━━━ Provided data

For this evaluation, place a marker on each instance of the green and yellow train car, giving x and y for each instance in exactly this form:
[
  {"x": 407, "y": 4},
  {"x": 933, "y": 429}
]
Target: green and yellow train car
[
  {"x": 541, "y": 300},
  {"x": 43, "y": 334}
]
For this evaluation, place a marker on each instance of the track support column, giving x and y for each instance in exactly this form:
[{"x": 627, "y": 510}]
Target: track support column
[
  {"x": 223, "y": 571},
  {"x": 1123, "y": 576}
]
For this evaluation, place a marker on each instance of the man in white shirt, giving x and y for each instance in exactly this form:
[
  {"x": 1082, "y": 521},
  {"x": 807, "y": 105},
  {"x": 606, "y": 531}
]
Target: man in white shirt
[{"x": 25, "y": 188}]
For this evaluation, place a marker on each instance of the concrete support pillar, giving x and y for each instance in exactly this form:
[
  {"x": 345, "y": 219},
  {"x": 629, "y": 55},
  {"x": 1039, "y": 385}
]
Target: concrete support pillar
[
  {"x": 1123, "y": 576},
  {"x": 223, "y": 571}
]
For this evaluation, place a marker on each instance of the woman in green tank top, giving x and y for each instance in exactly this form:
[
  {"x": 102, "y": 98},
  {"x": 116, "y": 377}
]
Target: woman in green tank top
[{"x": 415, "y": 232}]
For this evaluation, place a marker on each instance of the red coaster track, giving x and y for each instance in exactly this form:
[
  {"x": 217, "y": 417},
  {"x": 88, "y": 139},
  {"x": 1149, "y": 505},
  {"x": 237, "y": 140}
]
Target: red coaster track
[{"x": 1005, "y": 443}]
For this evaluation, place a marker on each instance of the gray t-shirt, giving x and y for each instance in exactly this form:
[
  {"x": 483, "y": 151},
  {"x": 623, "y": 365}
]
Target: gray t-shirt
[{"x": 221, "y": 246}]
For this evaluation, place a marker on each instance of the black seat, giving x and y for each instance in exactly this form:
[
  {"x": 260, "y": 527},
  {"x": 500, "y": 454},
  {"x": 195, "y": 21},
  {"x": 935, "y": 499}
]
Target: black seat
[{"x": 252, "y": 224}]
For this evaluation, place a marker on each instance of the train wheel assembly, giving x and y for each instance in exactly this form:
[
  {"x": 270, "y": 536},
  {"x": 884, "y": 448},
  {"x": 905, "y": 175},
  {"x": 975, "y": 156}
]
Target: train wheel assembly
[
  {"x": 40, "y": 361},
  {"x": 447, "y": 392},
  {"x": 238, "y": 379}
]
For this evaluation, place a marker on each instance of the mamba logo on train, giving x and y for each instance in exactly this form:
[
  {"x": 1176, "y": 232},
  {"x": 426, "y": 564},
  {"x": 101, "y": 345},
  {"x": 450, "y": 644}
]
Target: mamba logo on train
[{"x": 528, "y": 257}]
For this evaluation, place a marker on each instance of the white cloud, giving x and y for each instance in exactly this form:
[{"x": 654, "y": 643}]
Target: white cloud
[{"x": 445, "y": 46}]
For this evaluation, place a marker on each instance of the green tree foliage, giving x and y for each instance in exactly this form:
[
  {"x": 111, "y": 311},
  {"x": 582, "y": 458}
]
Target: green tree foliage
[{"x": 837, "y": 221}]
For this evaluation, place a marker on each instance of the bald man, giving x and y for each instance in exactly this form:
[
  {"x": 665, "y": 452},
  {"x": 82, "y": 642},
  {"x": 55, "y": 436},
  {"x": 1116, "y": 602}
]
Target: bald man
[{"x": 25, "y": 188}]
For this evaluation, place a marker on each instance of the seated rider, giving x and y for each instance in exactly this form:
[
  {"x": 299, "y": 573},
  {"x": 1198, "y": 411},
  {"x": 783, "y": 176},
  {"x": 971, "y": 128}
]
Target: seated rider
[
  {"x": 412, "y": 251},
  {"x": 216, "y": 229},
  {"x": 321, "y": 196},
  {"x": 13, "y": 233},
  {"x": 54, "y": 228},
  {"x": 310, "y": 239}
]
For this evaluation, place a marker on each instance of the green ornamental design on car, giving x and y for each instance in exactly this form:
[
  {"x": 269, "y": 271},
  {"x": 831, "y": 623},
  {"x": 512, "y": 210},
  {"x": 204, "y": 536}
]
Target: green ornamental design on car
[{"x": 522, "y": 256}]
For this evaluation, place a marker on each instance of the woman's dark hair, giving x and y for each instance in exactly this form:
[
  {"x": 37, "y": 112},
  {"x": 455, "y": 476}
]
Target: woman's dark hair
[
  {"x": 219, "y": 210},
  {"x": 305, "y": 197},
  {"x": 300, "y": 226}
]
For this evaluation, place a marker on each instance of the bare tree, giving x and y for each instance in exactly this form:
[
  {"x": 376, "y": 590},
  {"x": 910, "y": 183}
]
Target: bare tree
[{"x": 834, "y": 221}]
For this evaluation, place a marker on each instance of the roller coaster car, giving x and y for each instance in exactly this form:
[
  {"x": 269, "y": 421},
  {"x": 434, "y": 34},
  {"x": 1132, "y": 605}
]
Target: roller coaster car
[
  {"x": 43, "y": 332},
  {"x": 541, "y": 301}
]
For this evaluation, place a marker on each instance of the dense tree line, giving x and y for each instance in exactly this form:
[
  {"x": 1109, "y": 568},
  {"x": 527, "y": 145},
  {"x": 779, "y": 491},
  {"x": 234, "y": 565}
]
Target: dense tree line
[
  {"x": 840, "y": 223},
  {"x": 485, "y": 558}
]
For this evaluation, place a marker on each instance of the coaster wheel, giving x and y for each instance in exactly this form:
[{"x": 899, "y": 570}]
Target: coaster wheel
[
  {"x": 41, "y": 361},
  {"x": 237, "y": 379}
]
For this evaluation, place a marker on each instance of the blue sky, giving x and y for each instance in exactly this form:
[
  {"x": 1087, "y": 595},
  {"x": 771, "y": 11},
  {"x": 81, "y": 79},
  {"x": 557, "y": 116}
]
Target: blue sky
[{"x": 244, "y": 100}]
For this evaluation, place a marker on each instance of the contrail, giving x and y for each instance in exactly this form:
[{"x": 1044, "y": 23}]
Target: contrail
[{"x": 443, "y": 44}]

━━━━━━

• [Problem description] Can you give all the records above again with "place a marker" replaced by "put a dot" in every place it appears and nothing else changed?

• [Final answer]
For this evaluation, put a dot on each instance of the green and yellow train car, giving x and y for each instance in exactly this form:
[
  {"x": 407, "y": 4},
  {"x": 933, "y": 429}
]
Target: green and yellow train car
[
  {"x": 541, "y": 300},
  {"x": 43, "y": 334}
]
For this evaluation, put a dot on each instance of the track support column, giving x and y for each instance in exactly this form:
[{"x": 627, "y": 510}]
Target: track support column
[
  {"x": 223, "y": 571},
  {"x": 1123, "y": 576}
]
For this evaluation, put a dot on each instance of the man in white shirt, giving x and y for each instance in exactly this form:
[
  {"x": 1082, "y": 521},
  {"x": 807, "y": 105},
  {"x": 606, "y": 531}
]
Target: man in white shirt
[{"x": 25, "y": 188}]
For this evaluation, put a dot on each instance of the concrete support pillar, giving x and y for each instance in exactly this form:
[
  {"x": 345, "y": 219},
  {"x": 629, "y": 55},
  {"x": 1039, "y": 385}
]
Target: concrete support pillar
[
  {"x": 1123, "y": 576},
  {"x": 223, "y": 571}
]
For this evaluation, put a dot on each instance of the woman in green tank top, giving x and y for each instance in exactly this form:
[
  {"x": 102, "y": 98},
  {"x": 116, "y": 377}
]
Target: woman in green tank top
[{"x": 415, "y": 232}]
For this evaluation, put a dot on each instance of the red coaster track, giving x and y for each instance in exactly this form:
[
  {"x": 217, "y": 417},
  {"x": 88, "y": 139},
  {"x": 1149, "y": 505},
  {"x": 237, "y": 140}
]
Target: red coaster track
[{"x": 1005, "y": 443}]
For this evaluation, put a dot on each instance of the gray t-shirt, giving x and y for each instance in exactly this form:
[
  {"x": 483, "y": 151},
  {"x": 623, "y": 365}
]
Target: gray t-shirt
[{"x": 221, "y": 246}]
For this evaluation, put a dot on each instance of the black seat, giving x and y for each instance in exactly this form:
[
  {"x": 260, "y": 527},
  {"x": 500, "y": 454},
  {"x": 195, "y": 21},
  {"x": 935, "y": 499}
]
Target: black seat
[{"x": 252, "y": 224}]
For this evaluation, put a dot on each instance of the train wheel assembly, giving x and y for each instance in exactly this form:
[
  {"x": 270, "y": 536},
  {"x": 884, "y": 448},
  {"x": 905, "y": 175},
  {"x": 975, "y": 156}
]
Target: train wheel assembly
[
  {"x": 40, "y": 361},
  {"x": 447, "y": 392},
  {"x": 238, "y": 379}
]
For this evaluation, put a dot on each instance of the mamba logo on train, giving x and y for each instance in exactly this form:
[
  {"x": 1176, "y": 232},
  {"x": 426, "y": 564},
  {"x": 101, "y": 345},
  {"x": 450, "y": 644}
]
Target: mamba logo on train
[{"x": 528, "y": 257}]
For this evaluation, put a dot on each instance of the white cloud, giving x and y for each instance in exactly this form:
[{"x": 654, "y": 643}]
Target: white cloud
[{"x": 445, "y": 46}]
For this evaluation, put a dot on each instance of the green tree foliage, giving x and y for each instance in exactly this form:
[
  {"x": 111, "y": 311},
  {"x": 582, "y": 458}
]
Target: green tree foliage
[{"x": 837, "y": 221}]
For this evaluation, put a dot on each instance of the bald man, giving x and y for each instance in exactly this form:
[
  {"x": 665, "y": 452},
  {"x": 82, "y": 642},
  {"x": 55, "y": 436},
  {"x": 1116, "y": 602}
]
Target: bald man
[{"x": 25, "y": 188}]
For this evaluation, put a dot on each instance of the seated rider, giving x and y for each instance in exactly this form:
[
  {"x": 299, "y": 573},
  {"x": 1198, "y": 411},
  {"x": 783, "y": 176},
  {"x": 971, "y": 128}
]
Target: seated rider
[
  {"x": 412, "y": 251},
  {"x": 216, "y": 229},
  {"x": 321, "y": 196},
  {"x": 13, "y": 233},
  {"x": 54, "y": 228},
  {"x": 310, "y": 239}
]
For this evaluation, put a dot on each instance of the green ornamental design on car, giving x and y for each instance in exactly this form:
[
  {"x": 269, "y": 271},
  {"x": 831, "y": 623},
  {"x": 512, "y": 210},
  {"x": 204, "y": 536}
]
Target: green ornamental design on car
[{"x": 522, "y": 256}]
For this evaluation, put a dot on each instance of the woman's dark hair, giving x and y for each instance in exactly this form:
[
  {"x": 37, "y": 112},
  {"x": 455, "y": 476}
]
Target: woman's dark hair
[
  {"x": 219, "y": 210},
  {"x": 305, "y": 197},
  {"x": 300, "y": 226}
]
For this evaluation, put a dot on each instance of the bare tree, giving x and y for each instance in exactly this form:
[
  {"x": 376, "y": 590},
  {"x": 910, "y": 183}
]
Target: bare tree
[{"x": 834, "y": 221}]
For this evaluation, put a dot on each instance of the roller coaster car, giving x and y for each instance in exactly this form:
[
  {"x": 269, "y": 421},
  {"x": 434, "y": 34},
  {"x": 1132, "y": 605}
]
Target: roller coaster car
[
  {"x": 43, "y": 332},
  {"x": 541, "y": 301}
]
For this evaluation, put a dot on each instance of the dense tree line, giving x and y for each instance in exactly this form:
[
  {"x": 1109, "y": 568},
  {"x": 527, "y": 145},
  {"x": 779, "y": 491},
  {"x": 234, "y": 565}
]
Target: dense tree line
[
  {"x": 840, "y": 223},
  {"x": 485, "y": 558}
]
For this evaluation, put a dot on each instance of the coaster wheel, giving x and y for each instance in exactly this form:
[{"x": 899, "y": 570}]
Target: coaster wheel
[
  {"x": 41, "y": 361},
  {"x": 237, "y": 379}
]
For this evaluation, put a dot on each instance of the blue sky, giving x and y for each instance in exactly this form:
[
  {"x": 1087, "y": 595},
  {"x": 771, "y": 11},
  {"x": 81, "y": 79},
  {"x": 557, "y": 116}
]
Target: blue sky
[{"x": 244, "y": 100}]
For this evaluation, put a dot on each instance of the contrail, giving x and y for each instance in exactly this form:
[{"x": 1044, "y": 23}]
Target: contrail
[{"x": 443, "y": 44}]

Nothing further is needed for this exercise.